**Text for analysis**.
::::

Letter from The Publisher #445/446, Aug/Sept 2020

The Irrationality of Managing COVID-19

Deborah with her husband, Townsend Letter
Publisher, Dr. Jonathan Collin, and their grandkids

You wouldn’t think so, but pandemic movies have been a hot item during the last several months.  Imagine lying sick in bed with the SARS-CoV-2 virus experiencing all the “delights” of a virus unleashing a cytokine storm in your body while watching folks experiencing the plague on your home big screen.  Movie critic Anthony Lane did just that viewing Contagion (“Our Fever for Plague Movies, NewYorker.com, May 15, 2020).  The celebrity A-List taking part in the 2011 movie eerily mirrored much of what we have gone through this Spring; however, the flick portrayed a much more desperate scenario with food supplies disappearing entirely overnight, military personnel blocking interstate travel, folks with guns doing home invasions, and infected individuals decompensating more like Ebola victims than corona ones. (Poor Gwyneth Paltrow depicts “Patient Zero” after noshing on an infected pig in the Chinese countryside; the pigs were noshing on bat droppings.) 

For those who like this sort of thing, Emma Thompson gets the rare honor of being responsible for the greatest decimation of humankind in the 2007 I Am Legend; her experimental cancer cure based on a genetically-engineered measles vaccine goes tragically awry decimating 3.5 billion, unleashing the ultimate population of zombies.  (How’s that for a plug for the so-called novel coronavirus vaccines we are being promised to be made available in the months ahead? All in?) Lane apparently survived his infection without complications—perhaps we should add watching sci-fi disease films to the treatment protocol.

::::

**Supplied records**.

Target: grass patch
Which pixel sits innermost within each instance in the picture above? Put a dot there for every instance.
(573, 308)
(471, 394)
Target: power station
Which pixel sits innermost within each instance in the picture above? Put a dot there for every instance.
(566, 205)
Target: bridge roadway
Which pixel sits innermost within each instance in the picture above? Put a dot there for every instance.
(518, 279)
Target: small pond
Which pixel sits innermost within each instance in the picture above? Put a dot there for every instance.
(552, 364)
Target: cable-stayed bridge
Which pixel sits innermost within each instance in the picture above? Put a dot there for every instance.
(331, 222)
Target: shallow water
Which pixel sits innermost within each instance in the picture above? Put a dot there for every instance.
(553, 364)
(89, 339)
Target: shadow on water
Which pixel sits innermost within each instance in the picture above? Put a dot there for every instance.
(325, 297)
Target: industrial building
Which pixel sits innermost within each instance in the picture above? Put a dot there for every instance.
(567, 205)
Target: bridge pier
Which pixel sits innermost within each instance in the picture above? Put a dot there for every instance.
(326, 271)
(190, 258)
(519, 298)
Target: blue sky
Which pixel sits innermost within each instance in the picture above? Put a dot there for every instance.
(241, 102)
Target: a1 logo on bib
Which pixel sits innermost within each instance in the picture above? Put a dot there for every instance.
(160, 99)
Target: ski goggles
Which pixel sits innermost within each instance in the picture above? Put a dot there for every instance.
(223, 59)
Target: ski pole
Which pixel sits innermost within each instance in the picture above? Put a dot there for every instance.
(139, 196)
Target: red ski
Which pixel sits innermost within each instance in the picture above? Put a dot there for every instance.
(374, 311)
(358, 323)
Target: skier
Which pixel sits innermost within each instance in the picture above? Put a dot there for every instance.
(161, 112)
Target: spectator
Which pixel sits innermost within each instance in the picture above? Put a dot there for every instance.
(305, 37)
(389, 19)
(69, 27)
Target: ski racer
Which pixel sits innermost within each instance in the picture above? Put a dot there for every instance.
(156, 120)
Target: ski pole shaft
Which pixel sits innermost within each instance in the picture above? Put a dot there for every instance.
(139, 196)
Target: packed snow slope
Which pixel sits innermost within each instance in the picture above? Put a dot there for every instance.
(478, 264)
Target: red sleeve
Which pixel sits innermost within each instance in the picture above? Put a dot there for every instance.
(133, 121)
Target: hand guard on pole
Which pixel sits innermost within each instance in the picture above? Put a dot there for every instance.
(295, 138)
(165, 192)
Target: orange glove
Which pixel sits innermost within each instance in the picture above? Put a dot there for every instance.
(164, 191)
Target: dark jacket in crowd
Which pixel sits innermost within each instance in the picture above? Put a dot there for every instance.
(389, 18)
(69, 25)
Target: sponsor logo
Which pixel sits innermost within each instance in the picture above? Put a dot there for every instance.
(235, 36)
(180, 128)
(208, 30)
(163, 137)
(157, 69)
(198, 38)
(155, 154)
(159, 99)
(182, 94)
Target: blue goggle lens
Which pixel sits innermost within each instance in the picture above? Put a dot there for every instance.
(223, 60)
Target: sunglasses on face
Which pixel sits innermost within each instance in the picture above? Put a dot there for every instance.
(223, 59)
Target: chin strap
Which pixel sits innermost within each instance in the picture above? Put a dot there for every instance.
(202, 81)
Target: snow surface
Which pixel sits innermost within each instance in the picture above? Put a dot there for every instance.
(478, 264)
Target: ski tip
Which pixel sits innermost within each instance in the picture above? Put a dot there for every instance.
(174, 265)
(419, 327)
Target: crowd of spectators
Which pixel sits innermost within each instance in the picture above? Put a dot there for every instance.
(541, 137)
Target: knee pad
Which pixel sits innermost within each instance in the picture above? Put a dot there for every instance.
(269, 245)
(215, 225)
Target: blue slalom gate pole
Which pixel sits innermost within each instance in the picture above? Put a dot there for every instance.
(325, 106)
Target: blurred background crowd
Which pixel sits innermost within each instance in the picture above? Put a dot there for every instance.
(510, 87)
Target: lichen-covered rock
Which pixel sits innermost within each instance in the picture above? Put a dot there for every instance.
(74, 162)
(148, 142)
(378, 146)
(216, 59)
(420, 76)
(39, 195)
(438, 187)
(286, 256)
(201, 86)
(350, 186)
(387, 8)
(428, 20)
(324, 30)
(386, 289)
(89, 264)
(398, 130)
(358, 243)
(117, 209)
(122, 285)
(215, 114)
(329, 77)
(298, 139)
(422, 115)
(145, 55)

::::

**Description of the task**. Copy out the whole publisher's letter on managing COVID-19 word for word. You can ignore the items; they aren't needed here.

**Expected answer**.
Letter from The Publisher #445/446, Aug/Sept 2020

The Irrationality of Managing COVID-19

Deborah with her husband, Townsend Letter
Publisher, Dr. Jonathan Collin, and their grandkids

You wouldn’t think so, but pandemic movies have been a hot item during the last several months.  Imagine lying sick in bed with the SARS-CoV-2 virus experiencing all the “delights” of a virus unleashing a cytokine storm in your body while watching folks experiencing the plague on your home big screen.  Movie critic Anthony Lane did just that viewing Contagion (“Our Fever for Plague Movies, NewYorker.com, May 15, 2020).  The celebrity A-List taking part in the 2011 movie eerily mirrored much of what we have gone through this Spring; however, the flick portrayed a much more desperate scenario with food supplies disappearing entirely overnight, military personnel blocking interstate travel, folks with guns doing home invasions, and infected individuals decompensating more like Ebola victims than corona ones. (Poor Gwyneth Paltrow depicts “Patient Zero” after noshing on an infected pig in the Chinese countryside; the pigs were noshing on bat droppings.) 

For those who like this sort of thing, Emma Thompson gets the rare honor of being responsible for the greatest decimation of humankind in the 2007 I Am Legend; her experimental cancer cure based on a genetically-engineered measles vaccine goes tragically awry decimating 3.5 billion, unleashing the ultimate population of zombies.  (How’s that for a plug for the so-called novel coronavirus vaccines we are being promised to be made available in the months ahead? All in?) Lane apparently survived his infection without complications—perhaps we should add watching sci-fi disease films to the treatment protocol.